== Work to be completed ==
Whatever runs from the line with "just wondering, can you pick out the row" to the end of the records below must be copied exactly, with nothing else included.

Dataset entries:
::::
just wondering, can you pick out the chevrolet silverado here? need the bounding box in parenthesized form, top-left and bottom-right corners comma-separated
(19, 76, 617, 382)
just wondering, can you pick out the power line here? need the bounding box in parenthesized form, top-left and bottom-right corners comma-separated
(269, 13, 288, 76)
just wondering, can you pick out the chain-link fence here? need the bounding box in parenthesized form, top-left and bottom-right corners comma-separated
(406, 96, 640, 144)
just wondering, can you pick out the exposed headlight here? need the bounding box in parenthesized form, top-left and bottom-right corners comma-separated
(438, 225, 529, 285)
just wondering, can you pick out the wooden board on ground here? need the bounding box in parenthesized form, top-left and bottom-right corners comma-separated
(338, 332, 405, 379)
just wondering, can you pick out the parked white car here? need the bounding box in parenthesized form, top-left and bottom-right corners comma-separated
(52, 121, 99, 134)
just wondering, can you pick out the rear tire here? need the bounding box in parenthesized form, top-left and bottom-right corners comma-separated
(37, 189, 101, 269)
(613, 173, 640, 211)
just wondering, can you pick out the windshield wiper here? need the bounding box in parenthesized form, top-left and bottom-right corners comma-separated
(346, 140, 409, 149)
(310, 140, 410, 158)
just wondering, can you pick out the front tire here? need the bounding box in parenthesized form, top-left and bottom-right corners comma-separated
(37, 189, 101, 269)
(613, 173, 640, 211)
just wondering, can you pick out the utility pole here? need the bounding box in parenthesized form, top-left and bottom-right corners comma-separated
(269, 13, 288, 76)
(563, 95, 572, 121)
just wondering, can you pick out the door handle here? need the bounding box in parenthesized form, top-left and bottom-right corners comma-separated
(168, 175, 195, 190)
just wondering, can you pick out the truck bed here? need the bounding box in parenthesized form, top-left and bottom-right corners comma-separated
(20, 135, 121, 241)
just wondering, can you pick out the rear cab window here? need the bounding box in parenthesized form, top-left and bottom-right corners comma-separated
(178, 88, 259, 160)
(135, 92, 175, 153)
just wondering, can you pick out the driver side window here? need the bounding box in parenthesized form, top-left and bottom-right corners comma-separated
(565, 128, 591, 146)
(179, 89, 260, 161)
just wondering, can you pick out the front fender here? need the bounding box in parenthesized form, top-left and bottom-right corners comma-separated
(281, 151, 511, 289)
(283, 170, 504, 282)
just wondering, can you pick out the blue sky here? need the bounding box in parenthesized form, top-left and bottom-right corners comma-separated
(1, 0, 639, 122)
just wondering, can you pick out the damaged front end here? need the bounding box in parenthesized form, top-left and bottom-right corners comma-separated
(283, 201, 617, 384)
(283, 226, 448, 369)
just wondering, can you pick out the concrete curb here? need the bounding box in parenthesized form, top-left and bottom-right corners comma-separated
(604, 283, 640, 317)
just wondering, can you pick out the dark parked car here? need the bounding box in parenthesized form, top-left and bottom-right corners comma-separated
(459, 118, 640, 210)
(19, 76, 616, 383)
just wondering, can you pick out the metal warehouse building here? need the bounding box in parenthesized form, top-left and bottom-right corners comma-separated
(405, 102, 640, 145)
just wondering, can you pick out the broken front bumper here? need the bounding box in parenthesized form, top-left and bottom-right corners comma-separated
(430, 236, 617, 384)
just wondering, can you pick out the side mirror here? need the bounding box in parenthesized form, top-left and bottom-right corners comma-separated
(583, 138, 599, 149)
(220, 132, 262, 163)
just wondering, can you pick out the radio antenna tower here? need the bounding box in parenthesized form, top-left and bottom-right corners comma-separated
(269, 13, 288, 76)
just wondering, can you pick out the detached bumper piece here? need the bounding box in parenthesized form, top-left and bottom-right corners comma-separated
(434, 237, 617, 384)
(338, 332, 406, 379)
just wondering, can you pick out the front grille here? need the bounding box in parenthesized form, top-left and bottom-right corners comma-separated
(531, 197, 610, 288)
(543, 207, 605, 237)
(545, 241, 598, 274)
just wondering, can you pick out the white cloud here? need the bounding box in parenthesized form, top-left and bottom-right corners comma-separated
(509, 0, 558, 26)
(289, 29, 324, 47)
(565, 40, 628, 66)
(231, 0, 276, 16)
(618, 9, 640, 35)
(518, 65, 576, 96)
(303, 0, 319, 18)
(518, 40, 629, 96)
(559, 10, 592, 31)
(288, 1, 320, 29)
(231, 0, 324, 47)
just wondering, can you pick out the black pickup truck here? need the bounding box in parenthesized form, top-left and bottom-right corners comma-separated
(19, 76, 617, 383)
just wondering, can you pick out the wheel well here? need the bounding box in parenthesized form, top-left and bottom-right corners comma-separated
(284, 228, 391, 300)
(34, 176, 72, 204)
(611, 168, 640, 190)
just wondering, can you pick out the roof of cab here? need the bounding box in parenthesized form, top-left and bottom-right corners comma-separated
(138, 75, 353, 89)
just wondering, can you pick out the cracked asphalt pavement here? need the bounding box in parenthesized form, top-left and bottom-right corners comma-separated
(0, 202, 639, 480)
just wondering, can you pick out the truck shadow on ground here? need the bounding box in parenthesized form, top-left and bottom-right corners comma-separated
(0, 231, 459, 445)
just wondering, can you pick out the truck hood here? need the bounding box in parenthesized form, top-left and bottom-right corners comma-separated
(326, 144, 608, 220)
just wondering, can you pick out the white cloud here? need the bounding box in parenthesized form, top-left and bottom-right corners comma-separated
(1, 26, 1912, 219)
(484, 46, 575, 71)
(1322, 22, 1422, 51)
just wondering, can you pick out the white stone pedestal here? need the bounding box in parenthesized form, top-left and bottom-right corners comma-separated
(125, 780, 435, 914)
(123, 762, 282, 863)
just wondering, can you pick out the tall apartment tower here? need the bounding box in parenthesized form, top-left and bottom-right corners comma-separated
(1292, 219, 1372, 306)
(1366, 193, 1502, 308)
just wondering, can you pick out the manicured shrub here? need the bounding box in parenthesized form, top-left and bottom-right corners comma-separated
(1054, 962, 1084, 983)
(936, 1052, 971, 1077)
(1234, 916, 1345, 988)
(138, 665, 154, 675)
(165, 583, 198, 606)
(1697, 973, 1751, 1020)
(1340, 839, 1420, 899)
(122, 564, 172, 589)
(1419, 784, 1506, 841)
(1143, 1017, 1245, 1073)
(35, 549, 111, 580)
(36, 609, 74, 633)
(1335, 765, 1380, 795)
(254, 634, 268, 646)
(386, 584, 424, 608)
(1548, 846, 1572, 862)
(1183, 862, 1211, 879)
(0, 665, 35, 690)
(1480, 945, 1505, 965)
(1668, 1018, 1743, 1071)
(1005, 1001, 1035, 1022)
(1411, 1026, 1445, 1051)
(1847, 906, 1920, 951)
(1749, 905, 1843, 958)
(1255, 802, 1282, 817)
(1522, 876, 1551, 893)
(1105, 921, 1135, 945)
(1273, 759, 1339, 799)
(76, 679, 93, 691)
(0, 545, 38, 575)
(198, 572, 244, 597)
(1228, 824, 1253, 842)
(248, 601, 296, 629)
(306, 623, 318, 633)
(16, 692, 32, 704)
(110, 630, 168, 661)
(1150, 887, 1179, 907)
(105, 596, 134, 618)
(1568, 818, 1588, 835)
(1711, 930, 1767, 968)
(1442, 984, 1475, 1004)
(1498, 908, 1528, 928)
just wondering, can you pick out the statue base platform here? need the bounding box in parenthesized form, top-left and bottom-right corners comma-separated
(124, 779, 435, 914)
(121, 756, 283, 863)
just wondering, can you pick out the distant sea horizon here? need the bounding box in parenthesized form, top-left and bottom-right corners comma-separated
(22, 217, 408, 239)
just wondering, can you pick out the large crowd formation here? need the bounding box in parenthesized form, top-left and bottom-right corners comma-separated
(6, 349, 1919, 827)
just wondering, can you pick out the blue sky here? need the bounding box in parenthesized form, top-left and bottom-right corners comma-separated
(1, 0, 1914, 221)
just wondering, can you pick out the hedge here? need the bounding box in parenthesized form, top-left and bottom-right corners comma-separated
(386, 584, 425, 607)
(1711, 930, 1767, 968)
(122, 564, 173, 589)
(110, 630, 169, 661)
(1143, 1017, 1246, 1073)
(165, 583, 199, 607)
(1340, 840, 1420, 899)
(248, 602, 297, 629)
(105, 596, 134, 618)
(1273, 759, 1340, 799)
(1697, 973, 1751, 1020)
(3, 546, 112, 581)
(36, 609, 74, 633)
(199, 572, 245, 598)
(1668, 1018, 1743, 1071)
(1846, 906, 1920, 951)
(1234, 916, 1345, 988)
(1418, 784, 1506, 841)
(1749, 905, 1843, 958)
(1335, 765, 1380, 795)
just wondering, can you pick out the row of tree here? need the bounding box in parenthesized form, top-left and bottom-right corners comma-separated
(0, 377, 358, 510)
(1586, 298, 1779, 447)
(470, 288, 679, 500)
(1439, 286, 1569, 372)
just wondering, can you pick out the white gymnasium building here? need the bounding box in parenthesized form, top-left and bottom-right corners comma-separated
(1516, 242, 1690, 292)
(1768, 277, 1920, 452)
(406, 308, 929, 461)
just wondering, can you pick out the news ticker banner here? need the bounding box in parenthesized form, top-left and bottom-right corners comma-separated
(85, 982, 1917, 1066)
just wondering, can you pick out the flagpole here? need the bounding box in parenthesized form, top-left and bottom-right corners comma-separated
::::
== Result ==
just wondering, can you pick out the row of tree here? need the bounding box in parenthesized form, top-left and bottom-right corners comma-separated
(0, 377, 358, 510)
(1586, 298, 1779, 447)
(470, 288, 679, 500)
(1439, 286, 1569, 372)
just wondering, can you pick out the white gymnasium building here? need the bounding box in parenthesized form, top-left and bottom-right corners comma-separated
(1516, 242, 1690, 292)
(1768, 277, 1920, 452)
(406, 308, 929, 461)
just wondering, can you pick out the news ticker banner here? need the bounding box in parenthesized form, top-left and bottom-right corners comma-separated
(85, 982, 1917, 1066)
just wondering, can you pick out the flagpole here? need the bounding box in parenthesized form, top-left and bottom-right corners comma-separated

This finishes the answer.